Exercise details: Pull out each line of the records below that contains the word "field".

Record excerpts:
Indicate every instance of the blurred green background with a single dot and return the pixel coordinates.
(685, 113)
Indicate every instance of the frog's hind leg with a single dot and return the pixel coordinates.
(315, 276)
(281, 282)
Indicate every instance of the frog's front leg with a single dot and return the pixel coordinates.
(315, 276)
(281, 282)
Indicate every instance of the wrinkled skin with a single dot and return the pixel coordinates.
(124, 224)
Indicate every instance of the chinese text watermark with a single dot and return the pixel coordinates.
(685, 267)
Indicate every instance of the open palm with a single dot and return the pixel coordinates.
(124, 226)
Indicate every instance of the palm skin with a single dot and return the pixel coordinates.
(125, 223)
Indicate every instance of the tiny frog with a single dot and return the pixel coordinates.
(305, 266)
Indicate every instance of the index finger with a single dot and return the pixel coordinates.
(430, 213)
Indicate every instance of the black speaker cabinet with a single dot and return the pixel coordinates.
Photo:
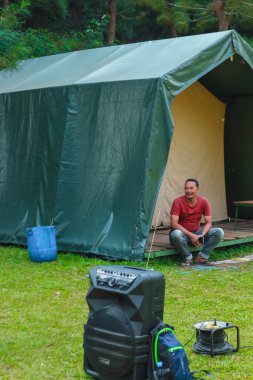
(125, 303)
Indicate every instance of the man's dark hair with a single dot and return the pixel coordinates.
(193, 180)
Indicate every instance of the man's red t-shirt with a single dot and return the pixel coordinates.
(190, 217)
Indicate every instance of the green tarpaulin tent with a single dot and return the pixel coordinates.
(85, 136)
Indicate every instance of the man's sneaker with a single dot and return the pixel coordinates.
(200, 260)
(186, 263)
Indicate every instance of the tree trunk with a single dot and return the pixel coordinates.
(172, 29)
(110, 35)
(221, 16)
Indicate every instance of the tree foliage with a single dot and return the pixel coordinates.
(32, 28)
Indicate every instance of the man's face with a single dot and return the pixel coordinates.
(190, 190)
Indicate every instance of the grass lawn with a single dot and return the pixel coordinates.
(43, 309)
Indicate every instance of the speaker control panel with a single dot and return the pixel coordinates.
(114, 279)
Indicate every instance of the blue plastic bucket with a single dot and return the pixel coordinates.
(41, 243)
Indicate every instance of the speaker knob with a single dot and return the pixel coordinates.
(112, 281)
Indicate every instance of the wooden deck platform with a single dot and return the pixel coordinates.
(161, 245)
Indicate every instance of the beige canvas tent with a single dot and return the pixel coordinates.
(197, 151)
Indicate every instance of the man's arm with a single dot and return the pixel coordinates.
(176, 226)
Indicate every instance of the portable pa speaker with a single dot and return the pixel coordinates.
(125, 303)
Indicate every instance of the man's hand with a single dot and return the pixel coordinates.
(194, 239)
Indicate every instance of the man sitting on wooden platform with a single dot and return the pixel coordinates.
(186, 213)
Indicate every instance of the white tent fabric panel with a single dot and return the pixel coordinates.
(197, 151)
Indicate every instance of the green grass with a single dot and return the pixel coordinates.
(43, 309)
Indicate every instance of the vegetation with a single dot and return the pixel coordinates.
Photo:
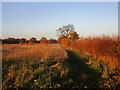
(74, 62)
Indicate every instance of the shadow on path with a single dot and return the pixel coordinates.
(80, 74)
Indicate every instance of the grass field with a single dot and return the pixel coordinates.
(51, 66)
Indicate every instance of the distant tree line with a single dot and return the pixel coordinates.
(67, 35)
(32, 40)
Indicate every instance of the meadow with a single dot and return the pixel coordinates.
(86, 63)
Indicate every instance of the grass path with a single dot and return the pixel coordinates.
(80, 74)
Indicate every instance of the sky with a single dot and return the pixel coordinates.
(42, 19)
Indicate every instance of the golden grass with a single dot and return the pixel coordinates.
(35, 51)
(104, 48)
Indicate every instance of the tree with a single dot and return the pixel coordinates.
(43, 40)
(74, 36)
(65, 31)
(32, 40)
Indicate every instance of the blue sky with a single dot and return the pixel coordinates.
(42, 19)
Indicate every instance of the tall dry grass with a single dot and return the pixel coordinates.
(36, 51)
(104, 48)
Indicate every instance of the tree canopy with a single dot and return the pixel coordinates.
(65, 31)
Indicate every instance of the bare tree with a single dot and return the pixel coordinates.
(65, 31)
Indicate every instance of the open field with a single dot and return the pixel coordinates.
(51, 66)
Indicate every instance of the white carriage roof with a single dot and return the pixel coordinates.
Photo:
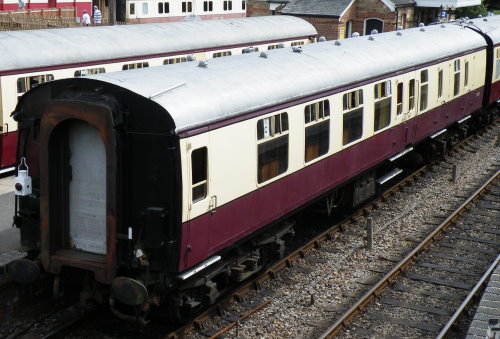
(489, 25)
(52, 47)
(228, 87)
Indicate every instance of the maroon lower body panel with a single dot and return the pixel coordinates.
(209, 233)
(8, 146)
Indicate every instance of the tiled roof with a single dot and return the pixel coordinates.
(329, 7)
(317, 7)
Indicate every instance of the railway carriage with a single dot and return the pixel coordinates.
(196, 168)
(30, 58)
--
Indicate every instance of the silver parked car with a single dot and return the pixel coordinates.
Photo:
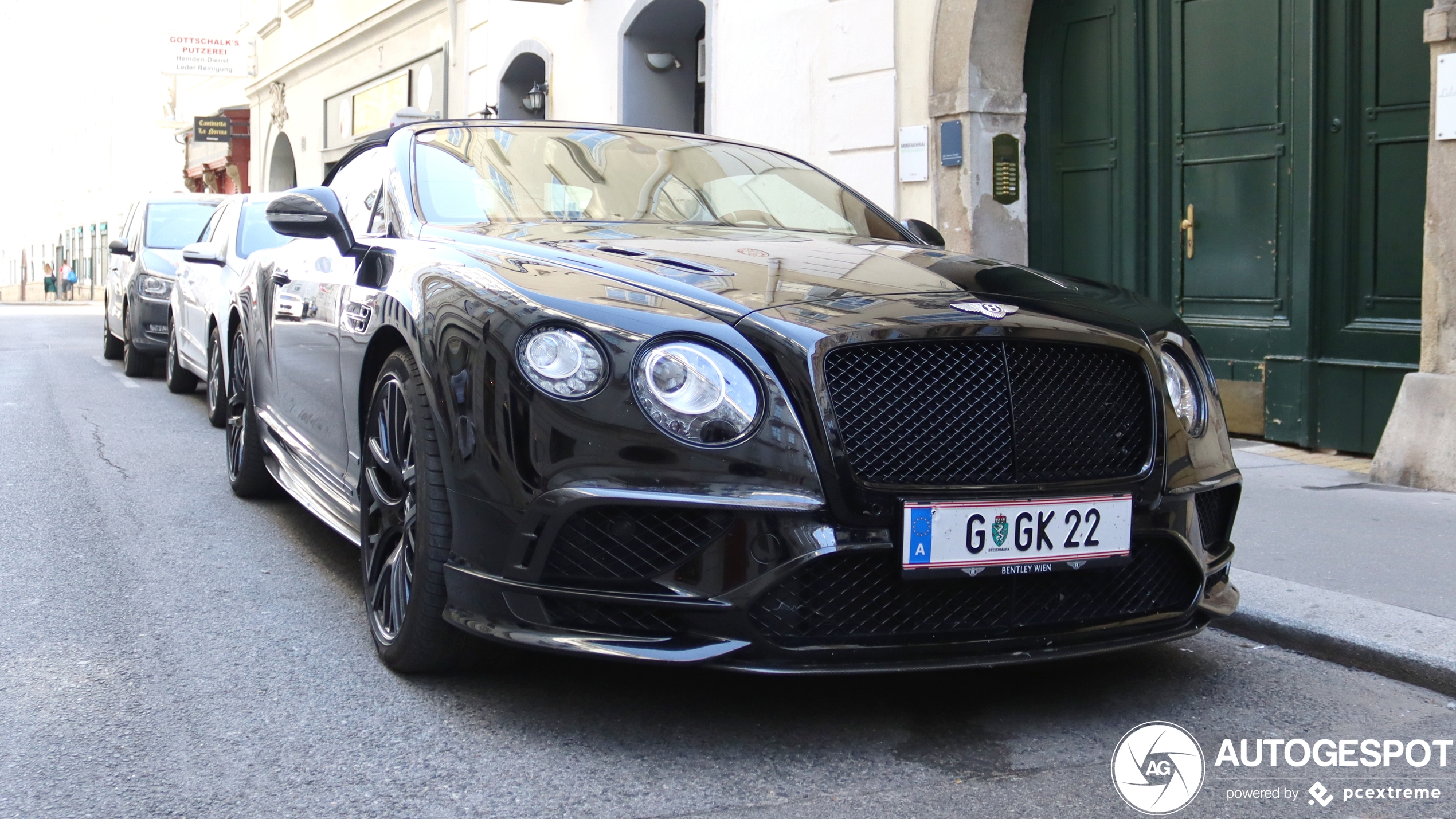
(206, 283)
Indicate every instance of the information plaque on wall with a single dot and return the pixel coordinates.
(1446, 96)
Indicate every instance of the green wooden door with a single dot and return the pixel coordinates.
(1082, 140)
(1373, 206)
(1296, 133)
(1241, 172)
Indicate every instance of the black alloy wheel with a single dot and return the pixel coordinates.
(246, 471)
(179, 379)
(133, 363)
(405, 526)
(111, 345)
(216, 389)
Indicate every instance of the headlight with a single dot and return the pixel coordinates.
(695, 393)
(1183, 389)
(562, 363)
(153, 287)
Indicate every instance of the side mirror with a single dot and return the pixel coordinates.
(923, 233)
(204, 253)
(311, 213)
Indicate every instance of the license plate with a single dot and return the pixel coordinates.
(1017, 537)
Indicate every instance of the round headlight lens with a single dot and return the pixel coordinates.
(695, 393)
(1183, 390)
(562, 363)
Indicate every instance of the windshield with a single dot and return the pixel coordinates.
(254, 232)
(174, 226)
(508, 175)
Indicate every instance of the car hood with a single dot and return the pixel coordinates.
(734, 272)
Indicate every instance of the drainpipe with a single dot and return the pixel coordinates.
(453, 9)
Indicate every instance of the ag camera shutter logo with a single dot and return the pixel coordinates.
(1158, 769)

Result of the task:
Indicate every instance of the grass field with a single dot and return the pixel coordinates.
Indicate every instance of the open field with a single dot and return the pixel coordinates.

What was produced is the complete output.